> [WRITTEN TASK]: From the Christmas memory post, extract the passage between "Sunday, December 25, 2011" and "horse, of course.", inclusive.

> [EXCERPTED TEXT]:
Sunday, December 25, 2011

Christmas memory

Do you have a favorite Christmas memory? I revisit mine every Christmas morning, and each time, it reminds me what great parents I had, a childhood charmed. As it turns out, or at least as I turned out (not so terrible, if I don't say so myself), modest indulgence of one's children doesn't ruin them.

I was a one-big-thing kind of kid. Many of my friends produced annual litanies of Christmas wants, long lists for Santa well beyond the believing years. My style was to hold out for a single, impossible gift.
"What do you want for Christmas this year?" Mom would ask.
"All I want is _______________." When I was seven it was a horse, of course.

> [Rows from a pointing dataset]:

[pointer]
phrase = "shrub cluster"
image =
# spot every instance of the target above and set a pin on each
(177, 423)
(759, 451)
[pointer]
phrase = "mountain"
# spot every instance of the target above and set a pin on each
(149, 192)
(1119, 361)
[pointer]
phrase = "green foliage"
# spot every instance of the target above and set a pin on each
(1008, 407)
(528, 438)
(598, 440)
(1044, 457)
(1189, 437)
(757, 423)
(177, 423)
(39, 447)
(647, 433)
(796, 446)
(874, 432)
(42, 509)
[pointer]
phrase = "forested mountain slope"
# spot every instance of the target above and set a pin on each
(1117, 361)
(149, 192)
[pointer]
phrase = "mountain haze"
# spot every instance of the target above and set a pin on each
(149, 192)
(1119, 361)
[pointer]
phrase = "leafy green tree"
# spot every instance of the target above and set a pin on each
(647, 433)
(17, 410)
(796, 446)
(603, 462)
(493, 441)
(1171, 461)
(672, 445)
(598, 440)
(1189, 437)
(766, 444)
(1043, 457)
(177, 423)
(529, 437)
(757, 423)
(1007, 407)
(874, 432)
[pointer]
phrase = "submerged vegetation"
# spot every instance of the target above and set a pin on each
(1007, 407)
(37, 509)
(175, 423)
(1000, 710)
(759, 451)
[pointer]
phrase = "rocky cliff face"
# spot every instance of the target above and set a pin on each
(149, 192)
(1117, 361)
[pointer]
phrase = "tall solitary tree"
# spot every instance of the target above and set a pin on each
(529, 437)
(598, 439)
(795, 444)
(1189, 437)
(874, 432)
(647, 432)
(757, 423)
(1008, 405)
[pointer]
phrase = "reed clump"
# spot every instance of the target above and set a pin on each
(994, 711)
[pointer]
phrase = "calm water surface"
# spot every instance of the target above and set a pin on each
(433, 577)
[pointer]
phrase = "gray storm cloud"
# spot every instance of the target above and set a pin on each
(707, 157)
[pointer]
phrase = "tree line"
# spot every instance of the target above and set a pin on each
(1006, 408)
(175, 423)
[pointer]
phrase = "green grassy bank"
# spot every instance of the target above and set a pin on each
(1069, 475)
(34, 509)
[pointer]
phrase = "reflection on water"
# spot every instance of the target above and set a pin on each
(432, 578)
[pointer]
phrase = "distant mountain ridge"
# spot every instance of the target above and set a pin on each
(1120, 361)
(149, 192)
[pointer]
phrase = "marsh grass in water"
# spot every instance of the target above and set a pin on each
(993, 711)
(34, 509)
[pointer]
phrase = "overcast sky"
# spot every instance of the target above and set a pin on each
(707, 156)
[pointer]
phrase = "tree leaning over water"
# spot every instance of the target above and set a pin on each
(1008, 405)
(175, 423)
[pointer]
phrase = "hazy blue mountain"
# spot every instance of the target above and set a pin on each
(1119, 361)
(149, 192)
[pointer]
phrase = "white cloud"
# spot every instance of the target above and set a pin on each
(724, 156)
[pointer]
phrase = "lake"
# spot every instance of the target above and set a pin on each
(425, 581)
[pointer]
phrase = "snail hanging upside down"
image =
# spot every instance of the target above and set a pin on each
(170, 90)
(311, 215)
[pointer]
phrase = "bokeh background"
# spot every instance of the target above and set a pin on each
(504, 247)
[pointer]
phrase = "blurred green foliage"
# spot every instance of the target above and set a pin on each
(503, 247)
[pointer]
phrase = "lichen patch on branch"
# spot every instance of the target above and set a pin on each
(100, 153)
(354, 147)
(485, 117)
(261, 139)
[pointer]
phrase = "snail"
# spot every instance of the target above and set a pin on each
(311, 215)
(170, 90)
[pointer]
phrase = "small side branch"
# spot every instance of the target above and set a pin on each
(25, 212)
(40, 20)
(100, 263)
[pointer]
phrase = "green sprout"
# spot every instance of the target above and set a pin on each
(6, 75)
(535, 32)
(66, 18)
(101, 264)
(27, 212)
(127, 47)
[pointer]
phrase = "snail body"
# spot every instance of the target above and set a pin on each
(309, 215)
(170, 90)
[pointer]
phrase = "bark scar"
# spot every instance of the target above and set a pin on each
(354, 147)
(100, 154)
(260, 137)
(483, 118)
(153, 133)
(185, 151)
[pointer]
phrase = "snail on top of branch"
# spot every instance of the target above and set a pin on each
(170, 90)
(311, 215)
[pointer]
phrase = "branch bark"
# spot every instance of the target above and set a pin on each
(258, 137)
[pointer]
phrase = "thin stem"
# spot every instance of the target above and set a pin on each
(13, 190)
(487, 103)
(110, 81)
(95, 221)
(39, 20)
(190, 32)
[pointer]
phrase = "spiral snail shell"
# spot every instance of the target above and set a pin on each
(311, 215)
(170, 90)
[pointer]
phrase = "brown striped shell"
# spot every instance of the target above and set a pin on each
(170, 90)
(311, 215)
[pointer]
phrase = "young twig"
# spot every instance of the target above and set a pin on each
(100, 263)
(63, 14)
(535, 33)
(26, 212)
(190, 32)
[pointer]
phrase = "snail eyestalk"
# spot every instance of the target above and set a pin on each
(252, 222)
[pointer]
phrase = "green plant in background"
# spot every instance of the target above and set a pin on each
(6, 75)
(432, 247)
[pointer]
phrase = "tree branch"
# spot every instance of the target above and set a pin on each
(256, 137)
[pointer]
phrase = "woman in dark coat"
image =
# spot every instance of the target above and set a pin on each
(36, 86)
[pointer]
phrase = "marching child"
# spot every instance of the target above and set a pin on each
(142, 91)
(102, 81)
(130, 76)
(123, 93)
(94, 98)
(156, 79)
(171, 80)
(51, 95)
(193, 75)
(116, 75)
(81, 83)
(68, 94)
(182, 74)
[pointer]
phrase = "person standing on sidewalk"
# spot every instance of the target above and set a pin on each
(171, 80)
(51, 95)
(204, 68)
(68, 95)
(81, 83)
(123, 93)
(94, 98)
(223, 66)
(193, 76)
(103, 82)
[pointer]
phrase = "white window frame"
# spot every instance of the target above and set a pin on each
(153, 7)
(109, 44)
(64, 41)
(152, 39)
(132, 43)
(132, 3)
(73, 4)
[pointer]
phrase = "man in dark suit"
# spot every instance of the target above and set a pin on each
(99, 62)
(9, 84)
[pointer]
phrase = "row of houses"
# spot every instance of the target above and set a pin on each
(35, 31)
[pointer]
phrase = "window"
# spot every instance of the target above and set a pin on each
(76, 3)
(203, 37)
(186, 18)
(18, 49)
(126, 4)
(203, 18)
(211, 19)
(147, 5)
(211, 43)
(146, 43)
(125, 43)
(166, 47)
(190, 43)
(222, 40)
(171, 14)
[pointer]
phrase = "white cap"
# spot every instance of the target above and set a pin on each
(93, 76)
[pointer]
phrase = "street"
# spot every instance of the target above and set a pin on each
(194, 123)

> [EXERCISE RESPONSE]:
Sunday, December 25, 2011

Christmas memory

Do you have a favorite Christmas memory? I revisit mine every Christmas morning, and each time, it reminds me what great parents I had, a childhood charmed. As it turns out, or at least as I turned out (not so terrible, if I don't say so myself), modest indulgence of one's children doesn't ruin them.

I was a one-big-thing kind of kid. Many of my friends produced annual litanies of Christmas wants, long lists for Santa well beyond the believing years. My style was to hold out for a single, impossible gift.
"What do you want for Christmas this year?" Mom would ask.
"All I want is _______________." When I was seven it was a horse, of course.